Instructions to follow
Within the listing, how many lines hold the word "dark"? Give the number by itself.

Records to process START

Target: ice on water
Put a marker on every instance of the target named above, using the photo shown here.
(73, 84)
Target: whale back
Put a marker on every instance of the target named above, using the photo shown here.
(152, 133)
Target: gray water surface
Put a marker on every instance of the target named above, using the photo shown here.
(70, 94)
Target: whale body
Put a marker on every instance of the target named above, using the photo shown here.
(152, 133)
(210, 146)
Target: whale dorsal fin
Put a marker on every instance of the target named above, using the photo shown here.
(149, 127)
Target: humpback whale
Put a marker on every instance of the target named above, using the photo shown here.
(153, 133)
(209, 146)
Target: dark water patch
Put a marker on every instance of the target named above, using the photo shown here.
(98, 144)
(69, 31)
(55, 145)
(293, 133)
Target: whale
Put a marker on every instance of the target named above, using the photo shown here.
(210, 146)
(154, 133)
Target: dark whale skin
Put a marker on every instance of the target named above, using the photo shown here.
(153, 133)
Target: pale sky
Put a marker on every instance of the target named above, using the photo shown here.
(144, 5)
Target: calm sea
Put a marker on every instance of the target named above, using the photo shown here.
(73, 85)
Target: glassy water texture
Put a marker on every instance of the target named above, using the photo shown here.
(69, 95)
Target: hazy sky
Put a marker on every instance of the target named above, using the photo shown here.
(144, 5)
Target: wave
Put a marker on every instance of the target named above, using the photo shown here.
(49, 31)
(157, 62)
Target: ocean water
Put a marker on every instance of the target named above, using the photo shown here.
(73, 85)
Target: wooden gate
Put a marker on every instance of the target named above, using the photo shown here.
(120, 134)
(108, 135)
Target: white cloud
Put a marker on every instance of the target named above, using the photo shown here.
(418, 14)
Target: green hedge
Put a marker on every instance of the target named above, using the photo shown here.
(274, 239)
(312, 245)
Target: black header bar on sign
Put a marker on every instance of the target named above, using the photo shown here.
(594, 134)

Records to process END

Expected output
2